[Extracted data]

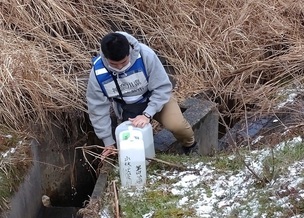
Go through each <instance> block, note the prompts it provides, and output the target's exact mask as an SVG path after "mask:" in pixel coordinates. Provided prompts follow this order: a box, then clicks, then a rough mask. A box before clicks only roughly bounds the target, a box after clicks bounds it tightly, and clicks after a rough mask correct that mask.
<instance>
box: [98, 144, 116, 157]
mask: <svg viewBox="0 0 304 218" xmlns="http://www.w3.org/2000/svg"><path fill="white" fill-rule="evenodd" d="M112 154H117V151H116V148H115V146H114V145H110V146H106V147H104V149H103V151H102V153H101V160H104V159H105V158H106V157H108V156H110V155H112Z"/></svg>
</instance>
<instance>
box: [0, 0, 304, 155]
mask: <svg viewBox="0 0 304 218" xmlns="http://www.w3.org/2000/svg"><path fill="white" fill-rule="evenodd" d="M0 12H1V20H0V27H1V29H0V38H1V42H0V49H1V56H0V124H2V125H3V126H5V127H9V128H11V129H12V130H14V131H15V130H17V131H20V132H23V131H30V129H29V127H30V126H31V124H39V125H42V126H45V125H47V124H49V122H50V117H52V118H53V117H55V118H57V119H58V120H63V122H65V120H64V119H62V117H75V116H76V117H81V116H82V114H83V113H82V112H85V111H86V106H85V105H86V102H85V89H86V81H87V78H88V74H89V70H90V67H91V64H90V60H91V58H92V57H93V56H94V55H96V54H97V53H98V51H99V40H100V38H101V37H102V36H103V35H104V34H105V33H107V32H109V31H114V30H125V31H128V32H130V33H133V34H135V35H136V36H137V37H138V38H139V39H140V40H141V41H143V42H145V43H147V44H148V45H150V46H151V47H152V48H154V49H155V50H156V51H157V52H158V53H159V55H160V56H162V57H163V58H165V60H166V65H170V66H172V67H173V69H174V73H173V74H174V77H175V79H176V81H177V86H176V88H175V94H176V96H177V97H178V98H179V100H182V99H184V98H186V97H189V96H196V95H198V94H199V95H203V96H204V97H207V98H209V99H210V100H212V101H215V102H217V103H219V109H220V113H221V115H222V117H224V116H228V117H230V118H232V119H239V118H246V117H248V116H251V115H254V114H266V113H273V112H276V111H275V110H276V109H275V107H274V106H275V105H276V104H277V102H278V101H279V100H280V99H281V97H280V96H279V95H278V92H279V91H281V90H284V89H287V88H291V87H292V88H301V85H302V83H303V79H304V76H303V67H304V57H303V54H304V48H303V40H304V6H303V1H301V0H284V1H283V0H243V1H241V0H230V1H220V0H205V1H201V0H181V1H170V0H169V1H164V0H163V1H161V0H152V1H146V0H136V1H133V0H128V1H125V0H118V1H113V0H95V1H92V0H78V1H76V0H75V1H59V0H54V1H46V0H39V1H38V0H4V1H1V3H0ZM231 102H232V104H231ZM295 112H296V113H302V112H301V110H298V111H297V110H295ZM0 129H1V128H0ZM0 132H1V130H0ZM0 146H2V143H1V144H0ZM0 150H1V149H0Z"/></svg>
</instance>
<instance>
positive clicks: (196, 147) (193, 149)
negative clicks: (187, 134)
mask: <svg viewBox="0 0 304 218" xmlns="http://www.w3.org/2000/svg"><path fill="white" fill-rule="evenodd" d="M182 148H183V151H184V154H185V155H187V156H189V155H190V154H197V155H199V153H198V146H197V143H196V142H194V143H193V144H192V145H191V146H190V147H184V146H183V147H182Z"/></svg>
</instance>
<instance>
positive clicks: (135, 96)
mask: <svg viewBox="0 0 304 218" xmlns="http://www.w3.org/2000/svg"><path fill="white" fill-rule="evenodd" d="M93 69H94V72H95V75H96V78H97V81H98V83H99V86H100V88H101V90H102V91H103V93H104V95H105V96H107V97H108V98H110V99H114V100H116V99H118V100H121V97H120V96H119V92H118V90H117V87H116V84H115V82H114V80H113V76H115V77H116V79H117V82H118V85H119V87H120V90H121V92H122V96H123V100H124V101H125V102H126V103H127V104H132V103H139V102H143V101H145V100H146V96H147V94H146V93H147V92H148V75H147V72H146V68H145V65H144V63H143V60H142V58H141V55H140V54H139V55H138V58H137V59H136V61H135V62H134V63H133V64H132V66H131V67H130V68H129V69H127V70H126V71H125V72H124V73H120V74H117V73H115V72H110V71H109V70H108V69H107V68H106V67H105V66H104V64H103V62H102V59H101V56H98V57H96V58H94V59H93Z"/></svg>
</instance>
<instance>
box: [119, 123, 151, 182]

[/Extracted data]
[Extracted data]

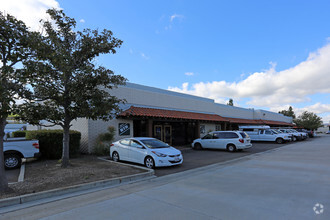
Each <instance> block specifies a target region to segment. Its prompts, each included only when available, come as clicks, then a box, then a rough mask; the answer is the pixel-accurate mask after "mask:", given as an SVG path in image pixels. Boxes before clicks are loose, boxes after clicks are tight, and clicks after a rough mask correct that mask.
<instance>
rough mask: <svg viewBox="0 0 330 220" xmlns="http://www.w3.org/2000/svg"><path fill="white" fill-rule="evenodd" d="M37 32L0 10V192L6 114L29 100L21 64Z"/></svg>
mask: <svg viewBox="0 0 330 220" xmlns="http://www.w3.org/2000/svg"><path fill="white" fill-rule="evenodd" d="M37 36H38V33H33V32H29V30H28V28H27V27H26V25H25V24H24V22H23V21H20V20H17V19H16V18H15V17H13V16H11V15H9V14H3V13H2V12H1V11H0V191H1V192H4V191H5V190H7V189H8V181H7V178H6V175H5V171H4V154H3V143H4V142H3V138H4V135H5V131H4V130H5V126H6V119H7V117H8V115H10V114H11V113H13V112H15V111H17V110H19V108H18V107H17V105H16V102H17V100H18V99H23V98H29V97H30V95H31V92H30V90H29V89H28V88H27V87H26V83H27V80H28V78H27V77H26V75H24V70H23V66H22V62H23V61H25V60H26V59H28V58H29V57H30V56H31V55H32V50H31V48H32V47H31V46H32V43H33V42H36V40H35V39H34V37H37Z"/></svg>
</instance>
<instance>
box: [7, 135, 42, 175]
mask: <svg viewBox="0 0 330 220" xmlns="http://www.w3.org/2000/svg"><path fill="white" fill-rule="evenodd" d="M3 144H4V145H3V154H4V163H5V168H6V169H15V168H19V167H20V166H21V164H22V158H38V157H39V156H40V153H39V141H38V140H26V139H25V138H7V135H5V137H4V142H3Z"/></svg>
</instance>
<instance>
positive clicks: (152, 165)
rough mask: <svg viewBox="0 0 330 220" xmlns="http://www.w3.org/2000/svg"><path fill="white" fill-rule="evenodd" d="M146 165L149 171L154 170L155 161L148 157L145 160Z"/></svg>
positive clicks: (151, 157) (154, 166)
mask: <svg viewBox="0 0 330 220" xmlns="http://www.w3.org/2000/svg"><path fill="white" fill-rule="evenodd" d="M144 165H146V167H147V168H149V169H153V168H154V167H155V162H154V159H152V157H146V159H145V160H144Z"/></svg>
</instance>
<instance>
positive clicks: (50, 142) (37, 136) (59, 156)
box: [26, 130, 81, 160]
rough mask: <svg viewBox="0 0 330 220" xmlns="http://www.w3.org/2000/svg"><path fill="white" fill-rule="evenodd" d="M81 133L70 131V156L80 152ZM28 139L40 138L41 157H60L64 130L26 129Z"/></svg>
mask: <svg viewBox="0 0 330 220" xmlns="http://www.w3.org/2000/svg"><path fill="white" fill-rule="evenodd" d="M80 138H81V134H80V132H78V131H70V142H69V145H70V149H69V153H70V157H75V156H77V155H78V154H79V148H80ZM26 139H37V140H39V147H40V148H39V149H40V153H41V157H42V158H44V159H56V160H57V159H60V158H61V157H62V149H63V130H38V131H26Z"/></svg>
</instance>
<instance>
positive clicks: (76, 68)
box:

[/Extracted data]

• **What to do**:
Tell how many lines in the material hold the word "each". Reply with the number only.

• **Solution for this task**:
2